- [Stated problem]:
Rewrite all the rows below as a numbered list, skipping any blank lines. Leave the pictures out of your answer.
□ □ □ □
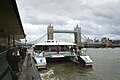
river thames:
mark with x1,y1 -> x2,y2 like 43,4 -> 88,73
40,48 -> 120,80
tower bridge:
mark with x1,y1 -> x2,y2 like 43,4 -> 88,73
30,24 -> 120,48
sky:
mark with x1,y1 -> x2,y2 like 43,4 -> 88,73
16,0 -> 120,42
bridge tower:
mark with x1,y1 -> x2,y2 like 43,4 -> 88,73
47,23 -> 53,40
74,25 -> 82,46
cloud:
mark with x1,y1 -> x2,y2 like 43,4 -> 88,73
17,0 -> 120,41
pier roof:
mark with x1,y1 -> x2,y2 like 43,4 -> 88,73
0,0 -> 25,39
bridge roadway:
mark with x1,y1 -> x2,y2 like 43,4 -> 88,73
18,49 -> 42,80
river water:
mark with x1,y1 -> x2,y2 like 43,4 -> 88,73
40,48 -> 120,80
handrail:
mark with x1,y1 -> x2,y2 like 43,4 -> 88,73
31,52 -> 42,80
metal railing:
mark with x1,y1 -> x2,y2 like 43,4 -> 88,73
0,46 -> 16,80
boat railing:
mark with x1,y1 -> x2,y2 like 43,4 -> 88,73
0,48 -> 16,80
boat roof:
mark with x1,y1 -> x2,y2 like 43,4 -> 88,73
35,41 -> 76,46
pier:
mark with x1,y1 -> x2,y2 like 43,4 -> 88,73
0,0 -> 120,80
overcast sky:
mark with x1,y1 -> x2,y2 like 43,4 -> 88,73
16,0 -> 120,42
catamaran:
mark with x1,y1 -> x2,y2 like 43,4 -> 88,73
34,40 -> 93,67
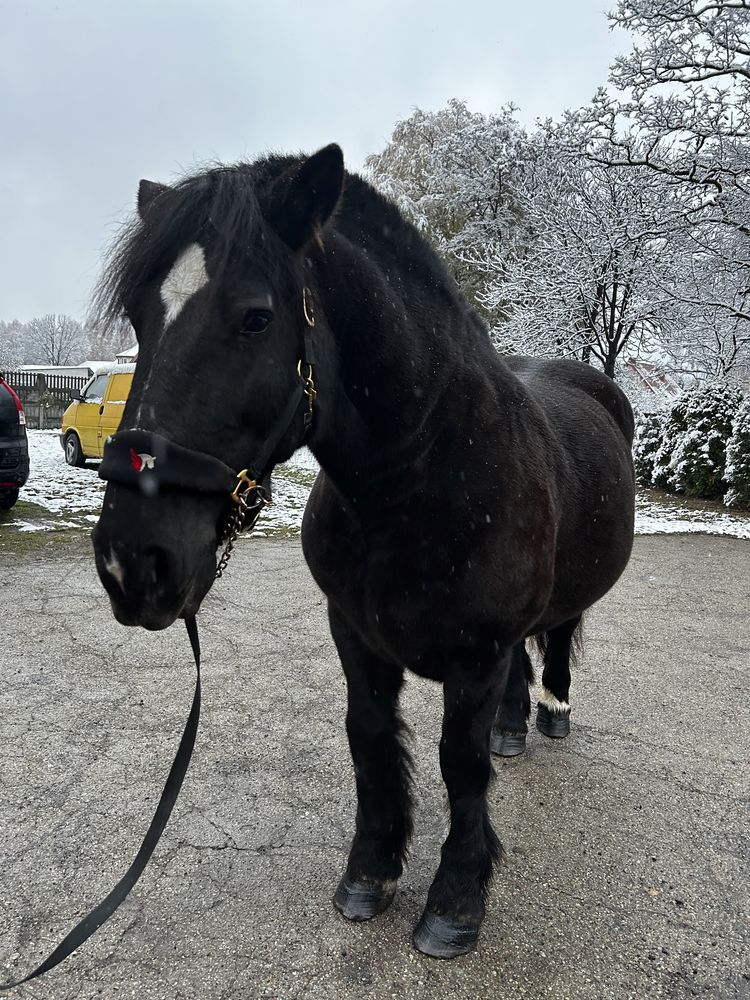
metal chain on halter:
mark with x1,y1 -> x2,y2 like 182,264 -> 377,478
214,486 -> 271,580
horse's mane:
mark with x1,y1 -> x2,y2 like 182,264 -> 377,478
92,156 -> 302,324
92,155 -> 457,326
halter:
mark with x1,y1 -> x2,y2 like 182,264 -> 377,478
99,286 -> 317,578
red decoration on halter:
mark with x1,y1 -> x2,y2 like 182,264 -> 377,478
130,448 -> 156,472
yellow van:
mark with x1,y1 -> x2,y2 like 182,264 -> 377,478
60,365 -> 135,466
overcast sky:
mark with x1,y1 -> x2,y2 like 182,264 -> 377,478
0,0 -> 629,320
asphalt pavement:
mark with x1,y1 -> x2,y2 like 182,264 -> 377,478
0,535 -> 750,1000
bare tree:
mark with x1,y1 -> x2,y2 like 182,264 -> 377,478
26,313 -> 86,365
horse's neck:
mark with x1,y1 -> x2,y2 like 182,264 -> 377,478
311,230 -> 494,504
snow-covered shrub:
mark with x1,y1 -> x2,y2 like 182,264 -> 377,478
658,383 -> 742,500
633,413 -> 666,486
651,394 -> 687,490
724,397 -> 750,508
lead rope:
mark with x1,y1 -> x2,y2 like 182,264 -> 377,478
0,288 -> 316,993
0,618 -> 201,992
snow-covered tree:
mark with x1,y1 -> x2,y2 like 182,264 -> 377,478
572,0 -> 750,376
26,313 -> 86,365
366,100 -> 527,320
0,319 -> 26,372
486,122 -> 675,378
84,316 -> 135,361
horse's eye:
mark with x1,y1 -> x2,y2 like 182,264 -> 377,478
240,309 -> 273,334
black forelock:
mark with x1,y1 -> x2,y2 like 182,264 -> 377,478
92,156 -> 303,323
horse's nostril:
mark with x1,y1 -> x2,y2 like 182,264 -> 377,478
143,545 -> 171,588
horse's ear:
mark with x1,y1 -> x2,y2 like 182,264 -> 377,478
269,143 -> 344,250
138,180 -> 169,218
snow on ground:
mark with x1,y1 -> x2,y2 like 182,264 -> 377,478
0,431 -> 750,538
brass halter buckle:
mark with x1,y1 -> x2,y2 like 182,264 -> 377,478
230,469 -> 258,504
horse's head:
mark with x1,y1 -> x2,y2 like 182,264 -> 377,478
93,146 -> 344,629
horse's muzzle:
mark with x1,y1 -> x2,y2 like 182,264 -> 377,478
92,484 -> 217,630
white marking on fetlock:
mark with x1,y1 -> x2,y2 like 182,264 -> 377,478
161,243 -> 208,328
539,687 -> 570,714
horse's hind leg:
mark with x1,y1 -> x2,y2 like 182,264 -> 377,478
414,651 -> 510,958
329,607 -> 412,920
536,615 -> 581,739
490,642 -> 534,757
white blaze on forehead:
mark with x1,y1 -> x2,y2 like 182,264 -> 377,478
161,243 -> 208,327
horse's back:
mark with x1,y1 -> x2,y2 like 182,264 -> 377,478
503,355 -> 635,447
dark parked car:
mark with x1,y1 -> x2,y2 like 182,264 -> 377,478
0,378 -> 29,510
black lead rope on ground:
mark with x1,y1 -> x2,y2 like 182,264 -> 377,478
0,618 -> 201,992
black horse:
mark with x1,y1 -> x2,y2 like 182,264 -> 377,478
94,145 -> 634,957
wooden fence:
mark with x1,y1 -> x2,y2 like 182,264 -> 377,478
0,372 -> 88,430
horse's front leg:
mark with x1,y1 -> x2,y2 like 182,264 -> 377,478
329,607 -> 412,920
414,650 -> 510,958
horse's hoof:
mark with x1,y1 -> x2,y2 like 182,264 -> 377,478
536,701 -> 570,740
490,729 -> 526,757
333,875 -> 398,920
412,910 -> 480,958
□ □ □ □
- [Task result]:
1. river thames:
2. mark with x1,y1 -> x2,y2 like 43,4 -> 88,73
3. 40,48 -> 120,80
4. tower bridge:
5. mark with x1,y1 -> x2,y2 like 43,4 -> 88,73
6. 30,24 -> 120,48
7. sky:
8. mark with x1,y1 -> x2,y2 like 43,4 -> 88,73
9. 16,0 -> 120,42
10. bridge tower:
11. mark with x1,y1 -> x2,y2 like 43,4 -> 88,73
12. 47,23 -> 53,40
13. 74,25 -> 82,46
14. cloud:
15. mark with x1,y1 -> x2,y2 like 43,4 -> 88,73
16. 17,0 -> 120,41
17. pier roof:
18. mark with x1,y1 -> x2,y2 like 43,4 -> 88,73
19. 0,0 -> 25,39
20. bridge roadway:
21. mark with x1,y1 -> x2,y2 like 43,4 -> 88,73
22. 18,49 -> 42,80
23. river water:
24. mark with x1,y1 -> x2,y2 like 43,4 -> 88,73
25. 40,48 -> 120,80
26. handrail:
27. mark with x1,y1 -> x2,y2 like 43,4 -> 88,73
28. 31,52 -> 42,80
29. metal railing:
30. mark with x1,y1 -> x2,y2 like 43,4 -> 88,73
31. 0,46 -> 16,80
32. boat railing:
33. mark with x1,y1 -> x2,y2 like 43,4 -> 88,73
34. 0,48 -> 16,80
35. boat roof:
36. mark with x1,y1 -> x2,y2 like 43,4 -> 88,73
37. 35,41 -> 76,46
38. pier:
39. mark with x1,y1 -> x2,y2 like 43,4 -> 88,73
40. 0,0 -> 120,80
41. overcast sky:
42. mark with x1,y1 -> x2,y2 like 43,4 -> 88,73
43. 16,0 -> 120,42
44. catamaran:
45. mark with x1,y1 -> x2,y2 like 43,4 -> 88,73
46. 34,40 -> 93,67
47. metal chain on halter:
48. mark with x1,y1 -> x2,y2 like 182,264 -> 377,478
49. 214,486 -> 271,580
50. horse's mane:
51. mark with x1,y1 -> x2,y2 like 182,264 -> 377,478
52. 92,156 -> 302,324
53. 92,155 -> 457,326
54. halter:
55. mark with x1,y1 -> x2,y2 like 182,264 -> 377,478
56. 99,286 -> 317,578
57. red decoration on halter:
58. mark with x1,y1 -> x2,y2 like 182,264 -> 377,478
59. 130,448 -> 156,472
60. yellow van:
61. mark with x1,y1 -> x2,y2 like 182,264 -> 377,478
62. 60,365 -> 135,466
63. overcast sky:
64. mark with x1,y1 -> x2,y2 like 182,264 -> 377,478
65. 0,0 -> 629,320
66. asphalt pavement:
67. mark with x1,y1 -> x2,y2 like 182,264 -> 377,478
68. 0,535 -> 750,1000
69. bare tree:
70. mark with x1,y1 -> x2,y2 like 182,264 -> 377,478
71. 26,313 -> 86,365
72. horse's neck:
73. mark with x1,y1 -> x2,y2 like 182,264 -> 377,478
74. 311,230 -> 494,504
75. snow-covered shrub:
76. mark with x1,y1 -> x2,y2 like 182,264 -> 377,478
77. 658,383 -> 742,500
78. 633,413 -> 666,486
79. 651,394 -> 687,490
80. 724,397 -> 750,508
81. lead rope:
82. mark with x1,y1 -> x2,y2 like 182,264 -> 377,478
83. 0,288 -> 316,993
84. 0,618 -> 201,992
85. snow-covered tree:
86. mark with x1,y1 -> x2,y2 like 182,264 -> 377,478
87. 572,0 -> 750,376
88. 26,313 -> 86,365
89. 366,100 -> 527,320
90. 0,319 -> 26,372
91. 486,122 -> 675,378
92. 84,316 -> 135,361
93. horse's eye:
94. mark with x1,y1 -> x2,y2 like 182,264 -> 377,478
95. 240,309 -> 273,334
96. black forelock:
97. mark with x1,y1 -> x2,y2 like 182,264 -> 377,478
98. 92,156 -> 303,323
99. horse's nostril:
100. mark with x1,y1 -> x2,y2 like 182,264 -> 377,478
101. 143,545 -> 171,588
102. horse's ear:
103. mark with x1,y1 -> x2,y2 like 182,264 -> 377,478
104. 269,143 -> 344,250
105. 138,180 -> 169,218
106. snow on ground:
107. mark with x1,y1 -> x2,y2 like 182,264 -> 377,478
108. 0,431 -> 750,538
109. brass halter buckle:
110. mark with x1,y1 -> x2,y2 like 182,264 -> 377,478
111. 230,469 -> 258,504
112. horse's head:
113. mark with x1,y1 -> x2,y2 like 182,264 -> 377,478
114. 93,146 -> 344,629
115. horse's muzzle:
116. mark with x1,y1 -> x2,y2 like 182,264 -> 377,478
117. 92,484 -> 217,630
118. white marking on fetlock:
119. mark with x1,y1 -> x2,y2 like 182,264 -> 377,478
120. 161,243 -> 208,328
121. 539,687 -> 570,714
122. horse's hind leg:
123. mark with x1,y1 -> x2,y2 like 182,264 -> 377,478
124. 414,651 -> 510,958
125. 329,607 -> 412,920
126. 536,615 -> 581,739
127. 490,642 -> 534,757
128. white blaze on forehead:
129. mark with x1,y1 -> x2,y2 like 182,264 -> 377,478
130. 161,243 -> 208,327
131. horse's back:
132. mark with x1,y1 -> x2,y2 like 182,264 -> 377,478
133. 503,355 -> 635,447
134. dark parked car:
135. mark with x1,y1 -> x2,y2 like 182,264 -> 377,478
136. 0,378 -> 29,510
137. black lead rope on ground:
138. mark with x1,y1 -> x2,y2 like 182,264 -> 377,478
139. 0,618 -> 201,992
140. black horse:
141. mark with x1,y1 -> x2,y2 like 182,264 -> 377,478
142. 94,145 -> 634,957
143. wooden fence:
144. mark with x1,y1 -> x2,y2 like 182,264 -> 377,478
145. 0,372 -> 88,430
146. horse's front leg:
147. mark with x1,y1 -> x2,y2 like 182,264 -> 377,478
148. 329,607 -> 412,920
149. 414,650 -> 510,958
150. horse's hoof:
151. mark with x1,y1 -> x2,y2 like 182,264 -> 377,478
152. 536,701 -> 570,740
153. 490,729 -> 526,757
154. 333,875 -> 398,920
155. 412,910 -> 480,958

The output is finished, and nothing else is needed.